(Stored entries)
-- start --

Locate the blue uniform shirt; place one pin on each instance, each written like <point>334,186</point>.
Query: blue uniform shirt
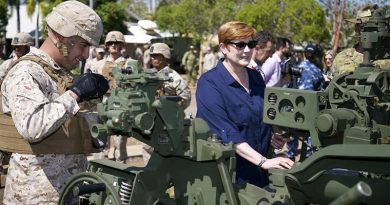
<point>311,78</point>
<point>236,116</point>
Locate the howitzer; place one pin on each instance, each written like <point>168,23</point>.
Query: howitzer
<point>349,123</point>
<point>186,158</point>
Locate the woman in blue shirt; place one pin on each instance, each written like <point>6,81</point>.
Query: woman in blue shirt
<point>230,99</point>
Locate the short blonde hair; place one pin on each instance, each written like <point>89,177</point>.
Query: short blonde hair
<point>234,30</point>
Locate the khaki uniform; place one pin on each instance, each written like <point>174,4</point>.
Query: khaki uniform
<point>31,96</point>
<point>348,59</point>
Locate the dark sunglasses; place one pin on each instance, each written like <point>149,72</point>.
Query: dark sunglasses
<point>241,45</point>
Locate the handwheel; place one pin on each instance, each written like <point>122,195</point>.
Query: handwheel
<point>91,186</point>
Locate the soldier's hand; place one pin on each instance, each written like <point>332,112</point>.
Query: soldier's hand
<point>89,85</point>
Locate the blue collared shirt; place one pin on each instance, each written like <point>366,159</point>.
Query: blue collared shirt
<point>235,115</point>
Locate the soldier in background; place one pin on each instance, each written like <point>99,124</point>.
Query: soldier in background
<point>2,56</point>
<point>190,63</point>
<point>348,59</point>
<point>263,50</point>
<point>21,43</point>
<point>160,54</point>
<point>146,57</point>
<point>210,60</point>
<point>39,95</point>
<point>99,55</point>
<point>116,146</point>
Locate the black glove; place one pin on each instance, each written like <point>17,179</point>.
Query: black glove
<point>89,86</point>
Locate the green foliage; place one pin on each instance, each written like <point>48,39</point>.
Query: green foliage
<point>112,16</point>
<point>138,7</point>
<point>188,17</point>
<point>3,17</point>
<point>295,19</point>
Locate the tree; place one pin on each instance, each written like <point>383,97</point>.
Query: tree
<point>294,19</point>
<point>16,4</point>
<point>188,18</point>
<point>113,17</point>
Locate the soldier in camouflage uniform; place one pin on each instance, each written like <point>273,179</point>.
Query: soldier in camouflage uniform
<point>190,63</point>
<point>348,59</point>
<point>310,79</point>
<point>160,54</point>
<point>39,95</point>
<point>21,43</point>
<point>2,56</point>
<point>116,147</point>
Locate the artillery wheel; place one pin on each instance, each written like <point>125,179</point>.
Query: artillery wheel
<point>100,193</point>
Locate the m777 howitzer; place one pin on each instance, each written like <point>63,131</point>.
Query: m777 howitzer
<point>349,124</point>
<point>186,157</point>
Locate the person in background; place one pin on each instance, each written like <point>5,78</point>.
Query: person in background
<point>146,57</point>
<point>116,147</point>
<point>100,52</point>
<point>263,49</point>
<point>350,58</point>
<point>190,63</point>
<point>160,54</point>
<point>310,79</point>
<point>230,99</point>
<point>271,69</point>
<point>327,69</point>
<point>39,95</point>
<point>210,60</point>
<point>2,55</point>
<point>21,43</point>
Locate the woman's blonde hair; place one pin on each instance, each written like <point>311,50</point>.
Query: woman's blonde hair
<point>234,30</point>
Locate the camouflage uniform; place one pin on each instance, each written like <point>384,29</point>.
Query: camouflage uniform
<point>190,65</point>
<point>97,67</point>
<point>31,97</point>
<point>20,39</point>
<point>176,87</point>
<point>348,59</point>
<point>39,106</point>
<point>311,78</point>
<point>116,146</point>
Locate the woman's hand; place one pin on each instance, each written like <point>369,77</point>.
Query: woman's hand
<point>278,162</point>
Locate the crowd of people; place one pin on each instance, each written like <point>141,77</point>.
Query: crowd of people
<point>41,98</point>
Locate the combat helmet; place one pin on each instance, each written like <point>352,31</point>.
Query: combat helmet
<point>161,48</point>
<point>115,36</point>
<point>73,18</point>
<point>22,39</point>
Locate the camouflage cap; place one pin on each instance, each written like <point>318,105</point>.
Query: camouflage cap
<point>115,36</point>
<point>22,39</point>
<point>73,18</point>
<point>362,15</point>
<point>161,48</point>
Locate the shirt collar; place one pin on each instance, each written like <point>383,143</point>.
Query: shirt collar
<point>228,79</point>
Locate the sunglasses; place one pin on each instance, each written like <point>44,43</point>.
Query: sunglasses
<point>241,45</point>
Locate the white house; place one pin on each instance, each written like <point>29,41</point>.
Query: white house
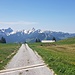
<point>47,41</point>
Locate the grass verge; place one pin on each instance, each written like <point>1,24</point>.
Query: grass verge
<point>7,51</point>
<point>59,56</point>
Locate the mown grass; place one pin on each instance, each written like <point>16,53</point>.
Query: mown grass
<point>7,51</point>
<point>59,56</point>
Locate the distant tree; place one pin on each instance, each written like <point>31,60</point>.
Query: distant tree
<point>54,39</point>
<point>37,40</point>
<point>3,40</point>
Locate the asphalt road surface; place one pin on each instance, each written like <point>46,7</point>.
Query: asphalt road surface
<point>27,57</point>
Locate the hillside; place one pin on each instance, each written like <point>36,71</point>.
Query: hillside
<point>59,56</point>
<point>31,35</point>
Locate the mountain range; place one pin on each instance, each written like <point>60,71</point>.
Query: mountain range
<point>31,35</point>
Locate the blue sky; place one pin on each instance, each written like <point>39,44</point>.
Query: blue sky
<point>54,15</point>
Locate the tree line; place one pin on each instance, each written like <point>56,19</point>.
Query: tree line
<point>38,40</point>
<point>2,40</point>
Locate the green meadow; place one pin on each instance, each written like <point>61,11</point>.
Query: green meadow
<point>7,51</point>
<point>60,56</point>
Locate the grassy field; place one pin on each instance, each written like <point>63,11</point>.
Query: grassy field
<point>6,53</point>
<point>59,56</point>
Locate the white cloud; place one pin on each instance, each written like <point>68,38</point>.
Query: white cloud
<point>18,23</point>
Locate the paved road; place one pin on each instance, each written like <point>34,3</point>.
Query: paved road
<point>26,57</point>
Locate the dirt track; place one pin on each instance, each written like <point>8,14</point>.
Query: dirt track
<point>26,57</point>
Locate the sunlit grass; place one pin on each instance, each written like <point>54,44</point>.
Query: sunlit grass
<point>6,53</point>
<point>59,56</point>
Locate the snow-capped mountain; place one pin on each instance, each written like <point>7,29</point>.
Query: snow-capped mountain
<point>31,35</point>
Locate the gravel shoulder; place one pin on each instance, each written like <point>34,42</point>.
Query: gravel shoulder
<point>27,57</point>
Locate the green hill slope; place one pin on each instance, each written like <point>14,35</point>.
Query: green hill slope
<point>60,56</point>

-- end --

Exercise aim
Rewrite the full listing above as a numbered list with no blank lines, leaving out the pictures.

Completed task
1. Locate the blue uniform shirt; place one pin on each instance, each written like <point>334,186</point>.
2. Query: blue uniform shirt
3. <point>311,78</point>
4. <point>236,116</point>
5. Locate the howitzer; place one pin on each instance, each written like <point>168,23</point>.
6. Query: howitzer
7. <point>349,123</point>
8. <point>186,158</point>
9. Locate the woman in blue shirt; place one pin on each instance, each written like <point>6,81</point>.
10. Query: woman in blue shirt
11. <point>230,99</point>
12. Locate the short blonde hair; place one pin on each instance, each written like <point>89,177</point>.
13. Query: short blonde hair
14. <point>234,30</point>
15. Locate the khaki uniform; place one pin on each instance, each written like <point>174,4</point>.
16. Query: khaki uniform
17. <point>31,96</point>
18. <point>348,59</point>
19. Locate the dark sunglasses; place one pin on each instance, each written like <point>149,72</point>.
20. Query: dark sunglasses
21. <point>241,45</point>
22. Locate the handwheel; place one pin on each instance, each written like <point>122,195</point>.
23. Query: handwheel
24. <point>91,186</point>
25. Locate the soldier's hand; place one pin on each instance, each written like <point>332,112</point>.
26. Query: soldier's hand
27. <point>89,85</point>
28. Locate the blue collared shirt; place one pin on each instance, each written like <point>366,159</point>.
29. Query: blue collared shirt
30. <point>235,115</point>
31. Locate the soldier in background; place one pin on each instance, each written like <point>99,124</point>.
32. Query: soldier in background
33. <point>2,56</point>
34. <point>190,63</point>
35. <point>348,59</point>
36. <point>263,50</point>
37. <point>21,43</point>
38. <point>160,54</point>
39. <point>146,57</point>
40. <point>210,60</point>
41. <point>39,95</point>
42. <point>99,55</point>
43. <point>116,146</point>
44. Locate the black glove; place one pin on each instance, each written like <point>17,179</point>.
45. Query: black glove
46. <point>89,86</point>
47. Locate the green foliage; place one pin on each instance, each written like <point>48,39</point>.
48. Query: green foliage
49. <point>112,16</point>
50. <point>138,7</point>
51. <point>188,17</point>
52. <point>3,17</point>
53. <point>295,19</point>
54. Locate the tree; place one pin on each instance, each written like <point>383,97</point>.
55. Query: tree
56. <point>294,19</point>
57. <point>16,4</point>
58. <point>188,18</point>
59. <point>113,17</point>
60. Locate the soldier in camouflage uniform; place one pin on each instance, each written like <point>273,179</point>.
61. Query: soldier in camouflage uniform
62. <point>190,63</point>
63. <point>348,59</point>
64. <point>310,79</point>
65. <point>160,54</point>
66. <point>39,95</point>
67. <point>21,43</point>
68. <point>2,56</point>
69. <point>116,147</point>
70. Locate the artillery wheel; place one pin on each instance, each written like <point>125,179</point>.
71. Query: artillery wheel
72. <point>100,193</point>
73. Locate the m777 howitzer; place one pin on each instance, each written like <point>63,131</point>.
74. Query: m777 howitzer
75. <point>349,124</point>
76. <point>186,157</point>
77. Locate the person in background; place one pin on each instance, each written like <point>5,78</point>.
78. Query: person in background
79. <point>146,57</point>
80. <point>116,147</point>
81. <point>100,52</point>
82. <point>263,49</point>
83. <point>350,58</point>
84. <point>190,63</point>
85. <point>160,54</point>
86. <point>310,79</point>
87. <point>230,99</point>
88. <point>271,69</point>
89. <point>327,69</point>
90. <point>39,95</point>
91. <point>210,60</point>
92. <point>2,55</point>
93. <point>21,43</point>
94. Locate the woman's blonde hair; place one pin on each instance, each written like <point>311,50</point>.
95. Query: woman's blonde hair
96. <point>234,30</point>
97. Locate the camouflage uniform; place one pin on each instance, each written like <point>384,29</point>.
98. Query: camouflage uniform
99. <point>190,65</point>
100. <point>97,67</point>
101. <point>31,97</point>
102. <point>20,39</point>
103. <point>176,87</point>
104. <point>348,59</point>
105. <point>39,106</point>
106. <point>311,78</point>
107. <point>116,146</point>
108. Locate the woman's hand; place one pin on each instance, each written like <point>369,77</point>.
109. Query: woman's hand
110. <point>278,162</point>
111. Locate the crowd of people; place one pin on each instance, each written like <point>141,77</point>.
112. Query: crowd of people
113. <point>41,98</point>
114. Locate the combat helmet; place one pin on each instance, each written like <point>352,31</point>.
115. Query: combat helmet
116. <point>161,48</point>
117. <point>115,36</point>
118. <point>73,18</point>
119. <point>22,39</point>
120. Locate the camouflage cap; place one pin on each instance, each written like <point>318,105</point>.
121. Query: camouflage cap
122. <point>115,36</point>
123. <point>22,39</point>
124. <point>73,18</point>
125. <point>362,15</point>
126. <point>161,48</point>
127. Locate the shirt collar; place one pin on each instance, each written like <point>383,143</point>.
128. Query: shirt collar
129. <point>228,79</point>
130. Locate the sunglasses; place one pin on each instance, each written like <point>44,43</point>.
131. Query: sunglasses
132. <point>241,45</point>
133. Locate the white house; place one pin on each instance, each written like <point>29,41</point>.
134. Query: white house
135. <point>47,41</point>
136. Locate the grass verge; place one pin on each instance, each written like <point>1,24</point>.
137. Query: grass verge
138. <point>7,51</point>
139. <point>59,56</point>
140. Locate the mown grass; place one pin on each instance, each written like <point>16,53</point>.
141. Query: mown grass
142. <point>7,51</point>
143. <point>59,56</point>
144. Locate the distant tree; place one pin on each instance, each written like <point>31,60</point>.
145. Query: distant tree
146. <point>54,39</point>
147. <point>37,40</point>
148. <point>3,40</point>
149. Locate the asphalt road surface; place one pin on each instance, each written like <point>46,7</point>.
150. Query: asphalt road surface
151. <point>27,57</point>
152. Locate the hillside; place one pin on each instance, each written like <point>36,71</point>.
153. Query: hillside
154. <point>59,56</point>
155. <point>31,35</point>
156. Locate the mountain range; place one pin on each instance, each written like <point>60,71</point>.
157. Query: mountain range
158. <point>31,35</point>
159. Locate the blue sky; place one pin on each instance, each written like <point>39,44</point>.
160. Query: blue sky
161. <point>54,15</point>
162. Locate the tree line; place one pin on each instance, each written like <point>56,19</point>.
163. Query: tree line
164. <point>38,40</point>
165. <point>2,40</point>
166. Locate the green meadow; place one pin on each instance, each written like <point>61,11</point>.
167. Query: green meadow
168. <point>7,51</point>
169. <point>60,56</point>
170. Locate the grassy field; place one pin on each instance, each written like <point>63,11</point>.
171. Query: grassy field
172. <point>6,53</point>
173. <point>59,56</point>
174. Locate the white cloud; place one pin on each instance, each written like <point>68,38</point>.
175. Query: white cloud
176. <point>18,23</point>
177. Locate the paved road; place one pin on each instance, each written like <point>34,3</point>.
178. Query: paved road
179. <point>26,57</point>
180. Locate the dirt track; place one pin on each instance, each written like <point>8,14</point>.
181. Query: dirt track
182. <point>26,57</point>
183. Locate the sunlit grass; place one pin on each instance, each written like <point>54,44</point>.
184. Query: sunlit grass
185. <point>6,53</point>
186. <point>59,56</point>
187. Locate the snow-capped mountain; place one pin on each instance, each written like <point>7,29</point>.
188. Query: snow-capped mountain
189. <point>31,35</point>
190. Locate the gravel shoulder; place one pin on each instance, each written like <point>34,42</point>.
191. Query: gravel shoulder
192. <point>27,57</point>
193. Locate the green hill slope; place one pin on each instance, each written like <point>14,35</point>.
194. Query: green hill slope
195. <point>60,56</point>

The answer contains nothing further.